-------- PASSAGE PROVIDED

# fence height



## pets4life (Feb 22, 2011)

what is a good fence hieght for a dog good at jumping? 

What age will a dog be able to clear a five foot fence?


----------



## hunterisgreat (Jan 30, 2011)

My female can clear a 6ft privacy fence like i was a joke


----------



## pets4life (Feb 22, 2011)

Hunter may i ask what kind of fence you have now?


----------



## Lora (Jan 7, 2011)

Brewski is 15 months now and he can clear a 5 ft no problem. We have a 6ft fence at the back and he knows exactly how far away he needs to be for his run to clear it....


----------



## pets4life (Feb 22, 2011)

anyway to prevent this? what if we are out there playing with them they see something on the otherside of the fence they want and go after it. Mine has not jumped yet but i bet she can.


any sort of extension? like a 2 foot extenstion? add height maybe curve inwards.


----------



## Lora (Jan 7, 2011)

My husband has placed a lattice topper on the top of our 6ft fence bringing it close to 8ft now so far Brewski has not cleared it though he has tried a few times in hopes of catching that nasty squirrel....

You could try the same if it is a wooden fence that you are working with.....


----------



## pets4life (Feb 22, 2011)

it is chainlink


----------



## AgileGSD (Jan 17, 2006)

I have never had an issue with our 4' chainlink fence. Have had GSDs, Belgians, an Irish Setter, a Collie and various boarders (although they were not left unattended).


----------



## Lora (Jan 7, 2011)

What about planting cedars or something along that line in front of the fence in order to prevent seeing things on the other side.... could get expensive though..... You used to be able to purchase a plastic weave for chain links fencing to create some privacy....just thinking if you could perhaps block her/him from viewing what is on the other side might take the need to jump it away


----------



## BlackthornGSD (Feb 25, 2010)

I had a 50 pound female who could jump a 7 foot fence. I have a male who will jump 6 feet easily--usually just to get closer to me. He has to be in a covered run if I want him to stay in a kennel. The yard he jumps in and out of at will--a 4-foot fence--so he doesn't get put in the yard with any expectation he'll stay.

Fence jumping is more a matter of belief than size. If the dog thinks he can, he will probably figure out a way.

If your dog is already jumping, you'd be better served by putting a strand of electric along the top (and bottom, maybe) along the inside of the fence. It's also a lot cheaper than trying to build higher. 

But if you have a 4 foot fence and your dog never has, she may never do so--and may never try.


----------



## pets4life (Feb 22, 2011)

i have a huge yard


----------



## Lora (Jan 7, 2011)

A Kennel as suggested is a good idea or what about the invisible fence you can purchase I have a neighbour that used that with great success....

----------------
-------- GIVEN MATERIAL

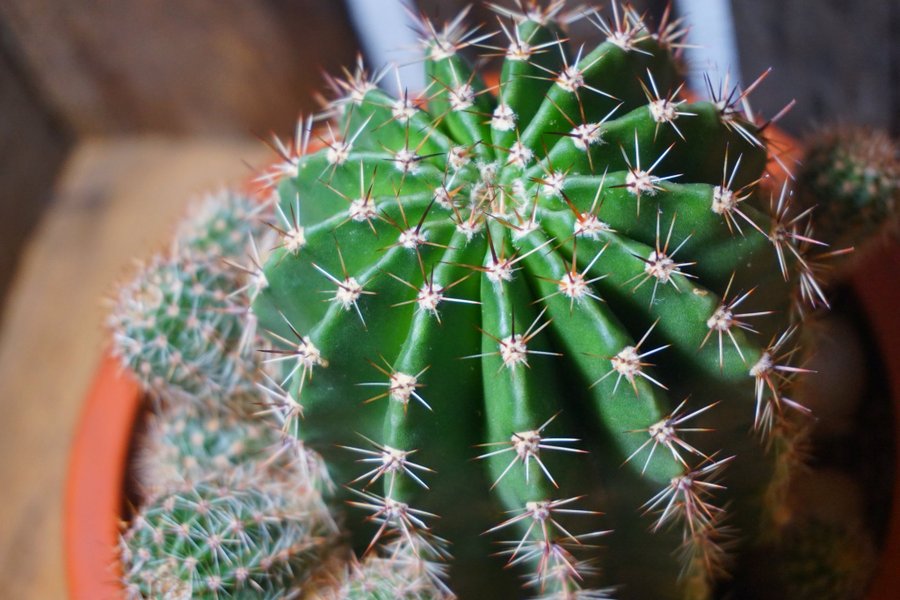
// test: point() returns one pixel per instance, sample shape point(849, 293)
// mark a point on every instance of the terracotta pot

----------------

* **INSTRUCTION**: In the fence height thread, what did Lora's husband add to the top of their 6ft fence? You won't need the data for this.

* **EXERCISE ANSWER**: A lattice topper, which brought the fence close to 8ft.